*TESTO SCELTO*

□ □ □

Matti da slegare. Non negli anni ’70 delle lotte di Basaglia e dell’antipsichiatria, ma oggi, nel Brasile che immaginiamo libertario e pieno di aperture e dove invece un ragazzo può finire internato nel peggiore dei lager psichiatrici perché fuma spinelli e risponde male al padre. Storia vera vissuta da Austregésilo Carrano Bueno, raccontata in un romanzo-confessione, Cantos dos malditos, trasformata in film che denuncia la mostruosità di un sistema con settantamila vittime.
Bicho de sete cabeças è l’opera prima della regista Laìs Bodanzky, che ha aperto un concorso con fortissime presenze femminili. Coproduzione italo-svizzera-brasiliana con la locarnese Fondazione Montecinemaverità e Fabrica (rappresentata qui da Marco Müller, non più padrone di casa ma ospite) e festeggiata da Italia Cinema con una cena.
L’incontro tra Müller e Laìs è avvenuto grazie al cortometraggio d’esordio Cartao vermehlo: “è la storia di una ragazzina in una squadra di soli maschi, che si fa rispettare prendendo tutti a calci nelle palle, già da lì si capiva il carattere di Laìs”, dice il produttore.

□ □ □

*COMPITO 1*
Riassumi il testo scelto in due frasi.
*COMPITO 2*
Rispondi a queste domande sul testo scelto:
(a) Qual è il titolo del romanzo-confessione?
(b) Quante vittime conta il sistema denunciato dal film?
(c) Chi ha festeggiato la coproduzione con una cena?
*COMPITO 3*
Riporta fedelmente dal testo scelto il passo che va da "Matti da slegare." fino a "con una cena." compreso.
Per rispondere si usa soltanto il testo scelto.

□ □ □

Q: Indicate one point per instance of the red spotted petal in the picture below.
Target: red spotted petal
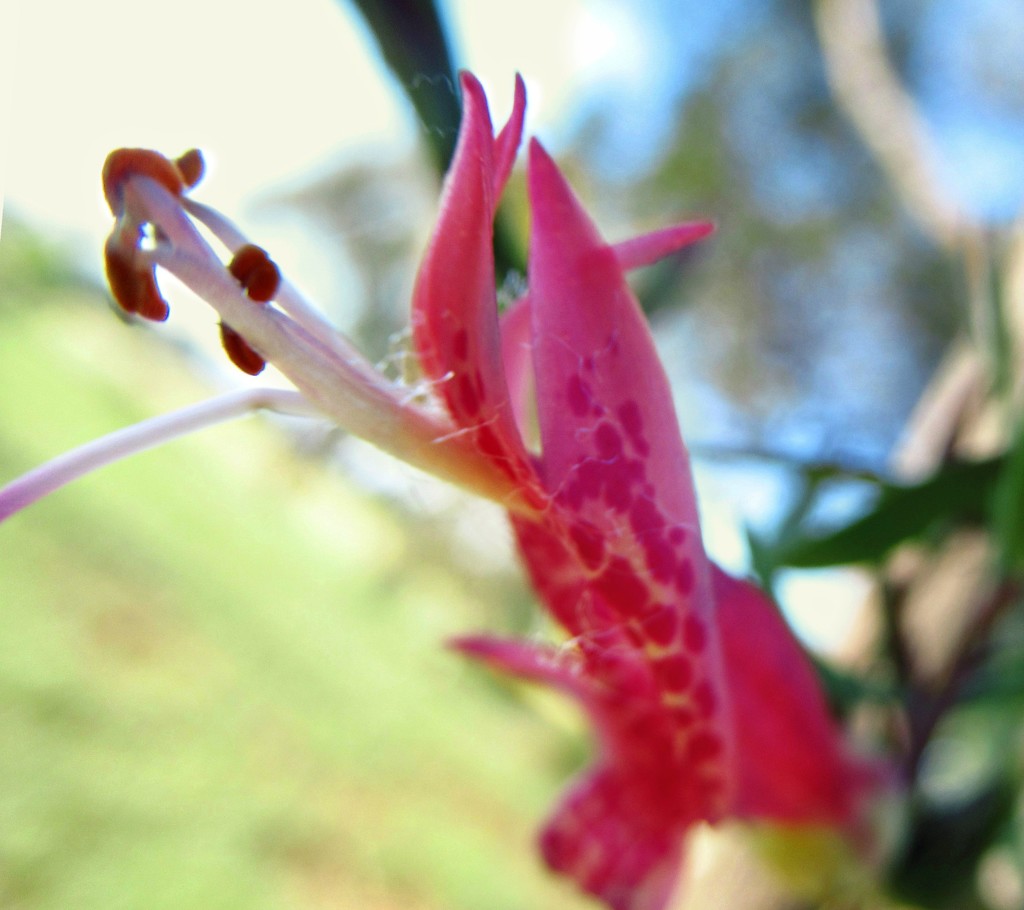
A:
(615, 840)
(517, 357)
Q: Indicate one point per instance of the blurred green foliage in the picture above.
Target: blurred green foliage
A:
(221, 676)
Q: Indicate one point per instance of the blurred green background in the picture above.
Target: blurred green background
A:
(221, 681)
(221, 674)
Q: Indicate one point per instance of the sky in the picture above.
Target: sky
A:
(269, 97)
(293, 90)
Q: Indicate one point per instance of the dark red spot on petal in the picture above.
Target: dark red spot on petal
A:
(622, 589)
(674, 673)
(125, 163)
(460, 344)
(133, 288)
(241, 354)
(190, 166)
(256, 272)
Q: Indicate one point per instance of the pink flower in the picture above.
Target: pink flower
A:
(704, 705)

□ □ □

*RISPOSTA 1*
Il film Bicho de sete cabeças, opera prima della regista Laìs Bodanzky, denuncia un sistema con settantamila vittime attraverso la storia vera di Austregésilo Carrano Bueno, un ragazzo internato in Brasile in un lager psichiatrico perché fumava spinelli e rispondeva male al padre. È una coproduzione italo-svizzera-brasiliana con la Fondazione Montecinemaverità e Fabrica, e l'incontro tra Marco Müller e la regista è nato dal cortometraggio d'esordio Cartao vermehlo.

*RISPOSTA 2*
(a) Cantos dos malditos.
(b) Settantamila.
(c) Italia Cinema.

*RISPOSTA 3*
Matti da slegare. Non negli anni ’70 delle lotte di Basaglia e dell’antipsichiatria, ma oggi, nel Brasile che immaginiamo libertario e pieno di aperture e dove invece un ragazzo può finire internato nel peggiore dei lager psichiatrici perché fuma spinelli e risponde male al padre. Storia vera vissuta da Austregésilo Carrano Bueno, raccontata in un romanzo-confessione, Cantos dos malditos, trasformata in film che denuncia la mostruosità di un sistema con settantamila vittime.
Bicho de sete cabeças è l’opera prima della regista Laìs Bodanzky, che ha aperto un concorso con fortissime presenze femminili. Coproduzione italo-svizzera-brasiliana con la locarnese Fondazione Montecinemaverità e Fabrica (rappresentata qui da Marco Müller, non più padrone di casa ma ospite) e festeggiata da Italia Cinema con una cena.